# Task material
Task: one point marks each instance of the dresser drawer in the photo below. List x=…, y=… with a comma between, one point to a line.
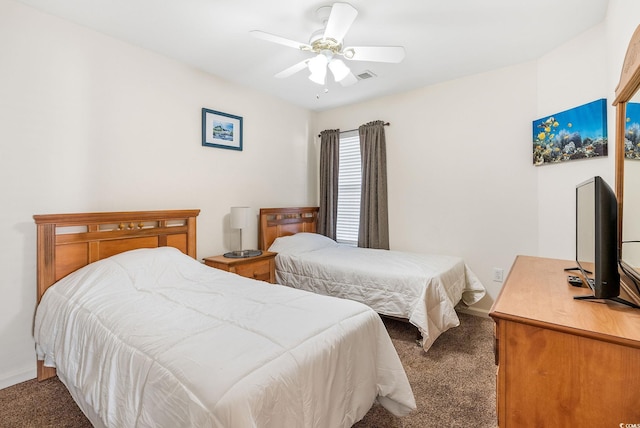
x=258, y=270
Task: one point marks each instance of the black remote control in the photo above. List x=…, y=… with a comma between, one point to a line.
x=574, y=280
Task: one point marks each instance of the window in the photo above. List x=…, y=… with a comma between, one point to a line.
x=349, y=183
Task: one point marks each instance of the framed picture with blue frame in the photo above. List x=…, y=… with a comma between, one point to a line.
x=578, y=133
x=221, y=130
x=632, y=131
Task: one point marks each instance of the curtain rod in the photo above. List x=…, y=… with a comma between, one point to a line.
x=350, y=130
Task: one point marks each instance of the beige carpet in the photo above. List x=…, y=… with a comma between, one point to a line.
x=454, y=385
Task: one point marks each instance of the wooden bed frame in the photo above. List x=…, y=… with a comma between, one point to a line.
x=67, y=242
x=276, y=222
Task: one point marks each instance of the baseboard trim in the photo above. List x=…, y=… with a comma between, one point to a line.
x=473, y=311
x=10, y=379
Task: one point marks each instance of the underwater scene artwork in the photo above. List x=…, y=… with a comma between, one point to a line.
x=578, y=133
x=632, y=132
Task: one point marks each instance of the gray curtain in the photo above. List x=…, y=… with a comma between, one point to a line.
x=374, y=214
x=329, y=167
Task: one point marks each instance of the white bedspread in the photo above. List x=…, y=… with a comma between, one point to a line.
x=154, y=338
x=423, y=288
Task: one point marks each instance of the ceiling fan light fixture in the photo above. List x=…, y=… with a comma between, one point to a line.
x=318, y=64
x=338, y=69
x=318, y=78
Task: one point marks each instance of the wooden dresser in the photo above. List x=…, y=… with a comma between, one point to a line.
x=563, y=362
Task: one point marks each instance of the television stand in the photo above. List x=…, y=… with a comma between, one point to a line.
x=615, y=299
x=577, y=268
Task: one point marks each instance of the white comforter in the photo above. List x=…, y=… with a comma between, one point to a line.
x=154, y=338
x=422, y=288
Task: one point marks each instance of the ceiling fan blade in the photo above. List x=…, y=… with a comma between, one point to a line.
x=351, y=79
x=392, y=54
x=292, y=70
x=280, y=40
x=340, y=20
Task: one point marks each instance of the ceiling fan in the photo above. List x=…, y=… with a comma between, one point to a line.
x=327, y=46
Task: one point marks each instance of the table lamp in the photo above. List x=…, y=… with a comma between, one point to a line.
x=239, y=219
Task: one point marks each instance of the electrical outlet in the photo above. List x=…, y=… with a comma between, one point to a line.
x=498, y=274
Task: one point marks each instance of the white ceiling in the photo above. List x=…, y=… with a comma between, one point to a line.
x=444, y=39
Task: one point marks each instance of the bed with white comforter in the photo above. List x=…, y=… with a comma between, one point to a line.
x=152, y=337
x=422, y=288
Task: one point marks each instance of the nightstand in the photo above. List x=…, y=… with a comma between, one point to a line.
x=262, y=267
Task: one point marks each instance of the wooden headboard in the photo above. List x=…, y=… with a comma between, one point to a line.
x=67, y=242
x=276, y=222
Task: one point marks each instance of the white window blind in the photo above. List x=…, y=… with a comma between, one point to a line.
x=349, y=182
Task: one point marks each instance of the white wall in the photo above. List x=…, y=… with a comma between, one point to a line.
x=92, y=124
x=461, y=179
x=459, y=168
x=571, y=75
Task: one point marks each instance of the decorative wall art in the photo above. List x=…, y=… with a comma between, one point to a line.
x=632, y=132
x=221, y=130
x=578, y=133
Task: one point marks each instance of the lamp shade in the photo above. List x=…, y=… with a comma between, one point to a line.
x=239, y=217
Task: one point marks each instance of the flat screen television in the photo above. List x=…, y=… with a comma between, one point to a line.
x=597, y=239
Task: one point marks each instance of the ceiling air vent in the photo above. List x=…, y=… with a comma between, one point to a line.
x=365, y=75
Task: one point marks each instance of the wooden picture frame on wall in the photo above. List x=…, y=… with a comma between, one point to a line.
x=221, y=130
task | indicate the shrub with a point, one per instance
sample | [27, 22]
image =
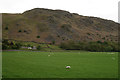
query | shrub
[38, 36]
[20, 31]
[53, 42]
[38, 47]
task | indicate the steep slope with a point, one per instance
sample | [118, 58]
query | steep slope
[45, 25]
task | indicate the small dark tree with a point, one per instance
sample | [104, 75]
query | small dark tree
[38, 47]
[20, 31]
[53, 42]
[6, 28]
[38, 36]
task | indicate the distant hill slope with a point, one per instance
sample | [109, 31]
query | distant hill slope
[45, 26]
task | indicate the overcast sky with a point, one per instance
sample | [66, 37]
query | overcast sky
[107, 9]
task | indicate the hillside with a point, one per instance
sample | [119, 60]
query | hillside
[45, 26]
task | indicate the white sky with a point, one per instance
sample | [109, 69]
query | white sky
[107, 9]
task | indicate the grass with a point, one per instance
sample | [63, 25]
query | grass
[34, 64]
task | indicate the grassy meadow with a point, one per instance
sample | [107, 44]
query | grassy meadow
[35, 64]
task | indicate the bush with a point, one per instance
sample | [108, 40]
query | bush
[38, 36]
[10, 45]
[20, 31]
[53, 42]
[91, 46]
[6, 28]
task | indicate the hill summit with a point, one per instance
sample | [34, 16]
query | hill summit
[45, 26]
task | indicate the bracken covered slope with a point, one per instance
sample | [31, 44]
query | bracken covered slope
[45, 25]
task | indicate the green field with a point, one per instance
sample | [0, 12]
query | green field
[33, 64]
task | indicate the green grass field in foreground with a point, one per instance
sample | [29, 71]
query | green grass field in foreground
[28, 64]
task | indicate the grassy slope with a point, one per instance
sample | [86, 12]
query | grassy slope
[38, 65]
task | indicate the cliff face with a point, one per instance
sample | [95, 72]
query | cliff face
[44, 25]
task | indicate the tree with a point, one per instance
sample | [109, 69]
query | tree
[38, 47]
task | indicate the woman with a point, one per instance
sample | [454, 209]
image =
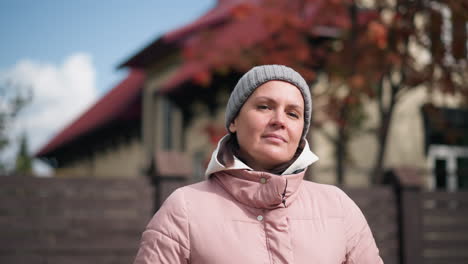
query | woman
[254, 206]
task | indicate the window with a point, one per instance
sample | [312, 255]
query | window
[449, 166]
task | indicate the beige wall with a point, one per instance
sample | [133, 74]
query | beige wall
[405, 146]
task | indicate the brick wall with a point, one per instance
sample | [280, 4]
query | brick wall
[82, 220]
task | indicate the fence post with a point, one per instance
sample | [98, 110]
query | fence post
[407, 183]
[411, 221]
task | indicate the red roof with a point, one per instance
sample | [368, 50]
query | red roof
[178, 38]
[109, 108]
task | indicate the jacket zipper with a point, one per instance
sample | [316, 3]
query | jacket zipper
[283, 196]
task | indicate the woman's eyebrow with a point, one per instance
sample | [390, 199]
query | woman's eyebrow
[266, 98]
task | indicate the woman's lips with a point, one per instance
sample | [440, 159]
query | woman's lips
[274, 137]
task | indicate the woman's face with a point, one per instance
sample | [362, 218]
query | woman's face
[269, 125]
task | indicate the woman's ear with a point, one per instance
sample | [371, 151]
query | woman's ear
[233, 127]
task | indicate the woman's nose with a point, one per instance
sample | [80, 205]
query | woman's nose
[278, 119]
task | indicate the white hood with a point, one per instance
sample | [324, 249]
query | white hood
[306, 158]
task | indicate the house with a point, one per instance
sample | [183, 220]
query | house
[163, 120]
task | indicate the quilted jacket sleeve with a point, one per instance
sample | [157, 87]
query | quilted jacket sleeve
[166, 238]
[360, 244]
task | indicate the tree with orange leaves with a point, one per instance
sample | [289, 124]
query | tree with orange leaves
[369, 50]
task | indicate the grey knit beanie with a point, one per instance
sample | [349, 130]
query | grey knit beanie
[260, 75]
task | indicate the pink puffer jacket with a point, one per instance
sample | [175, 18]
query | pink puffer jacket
[243, 216]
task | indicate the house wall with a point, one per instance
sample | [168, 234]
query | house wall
[125, 160]
[405, 145]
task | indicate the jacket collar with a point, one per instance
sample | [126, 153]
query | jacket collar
[260, 189]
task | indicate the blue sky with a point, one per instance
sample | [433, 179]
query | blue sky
[110, 31]
[67, 53]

# What to produce
Write out, word for word, the line containing "query | tree with orange leaves" and all the lines after it in the entries above, and nothing more.

# Exercise answer
query | tree with orange leaves
[369, 50]
task | indicate the grey knit beanie with a point, one per instance
sample | [349, 130]
query | grey knit beanie
[260, 75]
task | indicate the pink puffer jacket with a point, one per instance
sample | [175, 18]
query | pink puffer jacket
[243, 216]
task | indicate the house wall with a point, one per instance
sample | [168, 234]
query | house wall
[125, 160]
[405, 145]
task | indicate the jacket collar with a point, one per instance
sample | [126, 153]
query | jacket collar
[260, 189]
task | indicate the blue sky with a point, one per instance
sample | [433, 179]
query | blue sky
[110, 31]
[67, 53]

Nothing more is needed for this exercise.